### Textauszug
# # # # #
Das Europäische Parlament steht noch immer unter Druck. Der Korruptionsskandal um seine ehemalige Vizepräsidentin Eva Kaili im Winter vergangenen Jahres hat für einen schweren Imageschaden gesorgt. Er wirft ein schlechtes Licht auf die Arbeit der EU-Institutionen, die nach Schätzungen von etwa 30.000 Lobbyisten beeinflusst werden. Davon gibt es in Brüssel etwa so viele wie Mitarbeiter in den Behörden der Europäischen Union. Gespräche mit Interessenvertretern führen natürlich nicht automatisch zu Bestechung. Dennoch stellt sich nun die Frage, wie die EU den Umgang mit dem Lobbyistensumpf regeln will. In diesem Zusammenhang plant sie ein Ethikgremium.
Vorschriften für das Parlament existieren seit Jahren, doch nicht jeder Abgeordnete hält sich daran. So sollen Parlamentarier ihre Treffen mit Interessenvertretern in ein Lobbyregister eintragen. Nebeneinkünfte, Geschenke und Einladungen von Dritten müssen der Parlamentsverwaltung gemeldet und veröffentlicht werden. Dass die Mandatsträger diese Regeln teilweise ignoriert haben, zeigt sich daran, dass erst im Anschluss an den Skandal viele Präsente oder Reisen gemeldet wurden. Dies geschah meist nach Ablauf der dafür vorgesehenen Frist, die am Ende des Folgemonats abläuft.
Zu den Nachzüglern gehörte Parlamentspräsidentin Roberta Metsola. Sie legte im Januar offen, welche Geschenke und Einladungen sie innerhalb eines Jahres entgegennahm. Dabei habe sie versucht, "so transparent wie möglich zu sein", sagte ein Sprecher. Sie wollte mit der Tradition ihrer Vorgänger brechen, die Präsente erst am Ende ihrer Amtszeit abgaben und von einer Veröffentlichung absahen. Allerdings kam auch Metsolas Meldung zu spät. Eine Strafe muss sie wohl nicht befürchten. Die Parlamentspräsidentin ist qua Amt selbst dafür verantwortlich, Regelverstöße zu sanktionieren.
# # # # #
### Rohdaten
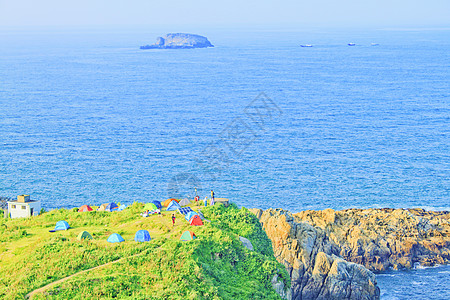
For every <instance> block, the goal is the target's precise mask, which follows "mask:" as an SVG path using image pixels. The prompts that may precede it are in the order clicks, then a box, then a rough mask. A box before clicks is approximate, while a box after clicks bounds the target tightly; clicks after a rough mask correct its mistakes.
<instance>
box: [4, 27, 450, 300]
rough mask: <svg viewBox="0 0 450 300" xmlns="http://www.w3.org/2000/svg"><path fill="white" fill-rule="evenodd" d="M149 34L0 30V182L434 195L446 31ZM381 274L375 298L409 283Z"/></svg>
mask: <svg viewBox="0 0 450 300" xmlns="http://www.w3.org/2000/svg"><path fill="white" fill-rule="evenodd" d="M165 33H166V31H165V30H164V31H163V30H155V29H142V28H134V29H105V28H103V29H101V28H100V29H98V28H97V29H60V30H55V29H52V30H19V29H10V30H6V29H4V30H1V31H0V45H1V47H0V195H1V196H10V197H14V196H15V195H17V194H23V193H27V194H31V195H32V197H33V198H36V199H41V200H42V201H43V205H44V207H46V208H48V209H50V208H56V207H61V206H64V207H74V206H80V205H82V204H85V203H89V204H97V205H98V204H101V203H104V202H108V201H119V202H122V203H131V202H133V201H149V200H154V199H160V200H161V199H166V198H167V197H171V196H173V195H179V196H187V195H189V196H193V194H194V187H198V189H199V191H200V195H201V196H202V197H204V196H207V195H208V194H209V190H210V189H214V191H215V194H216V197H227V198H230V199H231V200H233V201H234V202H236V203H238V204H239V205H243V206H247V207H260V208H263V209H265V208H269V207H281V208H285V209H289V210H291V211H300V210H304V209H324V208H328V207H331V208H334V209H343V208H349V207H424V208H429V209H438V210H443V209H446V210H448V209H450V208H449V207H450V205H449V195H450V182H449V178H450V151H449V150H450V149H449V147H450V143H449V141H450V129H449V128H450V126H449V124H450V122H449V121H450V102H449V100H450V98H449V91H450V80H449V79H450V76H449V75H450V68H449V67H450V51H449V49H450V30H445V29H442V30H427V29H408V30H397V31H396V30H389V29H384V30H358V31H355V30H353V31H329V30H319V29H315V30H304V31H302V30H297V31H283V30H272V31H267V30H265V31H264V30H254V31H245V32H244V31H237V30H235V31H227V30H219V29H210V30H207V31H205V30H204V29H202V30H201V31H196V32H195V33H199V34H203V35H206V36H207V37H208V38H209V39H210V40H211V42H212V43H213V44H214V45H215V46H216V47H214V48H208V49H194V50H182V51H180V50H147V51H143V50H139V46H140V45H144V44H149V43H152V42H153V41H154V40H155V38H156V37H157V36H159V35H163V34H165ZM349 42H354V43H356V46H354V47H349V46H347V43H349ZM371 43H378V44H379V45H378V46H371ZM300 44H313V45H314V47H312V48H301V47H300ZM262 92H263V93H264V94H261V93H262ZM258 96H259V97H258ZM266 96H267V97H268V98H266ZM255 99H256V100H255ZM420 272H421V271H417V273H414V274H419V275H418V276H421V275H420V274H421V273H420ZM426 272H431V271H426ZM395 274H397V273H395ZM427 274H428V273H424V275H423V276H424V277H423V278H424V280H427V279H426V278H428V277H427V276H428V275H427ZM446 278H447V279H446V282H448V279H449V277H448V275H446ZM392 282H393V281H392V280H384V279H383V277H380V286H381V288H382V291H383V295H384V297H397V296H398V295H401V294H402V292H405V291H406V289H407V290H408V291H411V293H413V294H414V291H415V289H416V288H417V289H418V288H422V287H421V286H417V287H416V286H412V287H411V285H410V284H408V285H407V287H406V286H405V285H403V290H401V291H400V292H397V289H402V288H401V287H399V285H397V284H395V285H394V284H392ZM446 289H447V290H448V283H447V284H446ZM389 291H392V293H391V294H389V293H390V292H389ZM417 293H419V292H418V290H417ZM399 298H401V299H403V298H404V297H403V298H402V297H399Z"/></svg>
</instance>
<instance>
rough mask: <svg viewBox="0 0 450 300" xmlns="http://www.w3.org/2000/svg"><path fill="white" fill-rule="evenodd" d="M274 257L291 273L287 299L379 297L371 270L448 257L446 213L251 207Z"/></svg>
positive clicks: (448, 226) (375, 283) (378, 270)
# # # # #
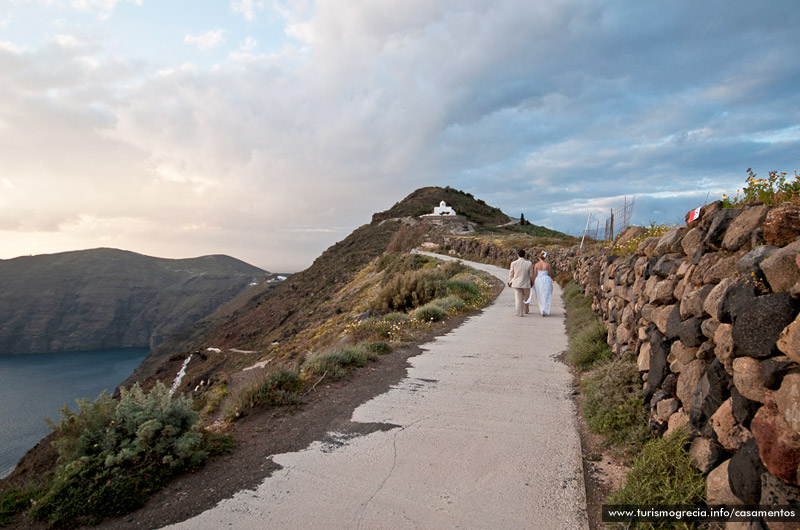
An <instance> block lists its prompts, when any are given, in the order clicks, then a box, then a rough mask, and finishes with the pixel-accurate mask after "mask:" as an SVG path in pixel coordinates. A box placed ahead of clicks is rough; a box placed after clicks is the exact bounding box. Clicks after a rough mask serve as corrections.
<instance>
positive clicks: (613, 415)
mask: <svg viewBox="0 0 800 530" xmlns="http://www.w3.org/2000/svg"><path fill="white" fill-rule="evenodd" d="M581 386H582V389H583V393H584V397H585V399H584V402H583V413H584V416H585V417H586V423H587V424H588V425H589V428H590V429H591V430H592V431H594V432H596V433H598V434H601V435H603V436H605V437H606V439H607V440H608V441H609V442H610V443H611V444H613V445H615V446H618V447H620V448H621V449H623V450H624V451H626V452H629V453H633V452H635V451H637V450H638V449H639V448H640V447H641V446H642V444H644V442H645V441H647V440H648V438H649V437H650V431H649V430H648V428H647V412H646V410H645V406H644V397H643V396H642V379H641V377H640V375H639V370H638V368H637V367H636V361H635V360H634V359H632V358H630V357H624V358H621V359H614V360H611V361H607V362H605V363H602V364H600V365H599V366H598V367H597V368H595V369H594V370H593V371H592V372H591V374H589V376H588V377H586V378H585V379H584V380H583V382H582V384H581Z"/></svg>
# # # # #
### Aufgaben
(a) Beantworten Sie anhand des Textauszugs die folgenden Fragen:
(i) Wie viele Lobbyisten beeinflussen nach Schätzungen die EU-Institutionen?
(ii) Wann läuft die Frist für die Meldung von Geschenken und Reisen ab?
(iii) In welchem Monat legte Roberta Metsola ihre erhaltenen Geschenke und Einladungen offen?
(b) Schreiben Sie aus dem Textauszug den Abschnitt ab, der mit „Zu den Nachzüglern“ beginnt und bis einschließlich „Regelverstöße zu sanktionieren.“ reicht.
Stützen Sie sich ausschließlich auf den Textauszug.

### Lösungen
(a)
(i) Etwa 30.000.
(ii) Am Ende des Folgemonats.
(iii) Im Januar.

(b)
Zu den Nachzüglern gehörte Parlamentspräsidentin Roberta Metsola. Sie legte im Januar offen, welche Geschenke und Einladungen sie innerhalb eines Jahres entgegennahm. Dabei habe sie versucht, "so transparent wie möglich zu sein", sagte ein Sprecher. Sie wollte mit der Tradition ihrer Vorgänger brechen, die Präsente erst am Ende ihrer Amtszeit abgaben und von einer Veröffentlichung absahen. Allerdings kam auch Metsolas Meldung zu spät. Eine Strafe muss sie wohl nicht befürchten. Die Parlamentspräsidentin ist qua Amt selbst dafür verantwortlich, Regelverstöße zu sanktionieren.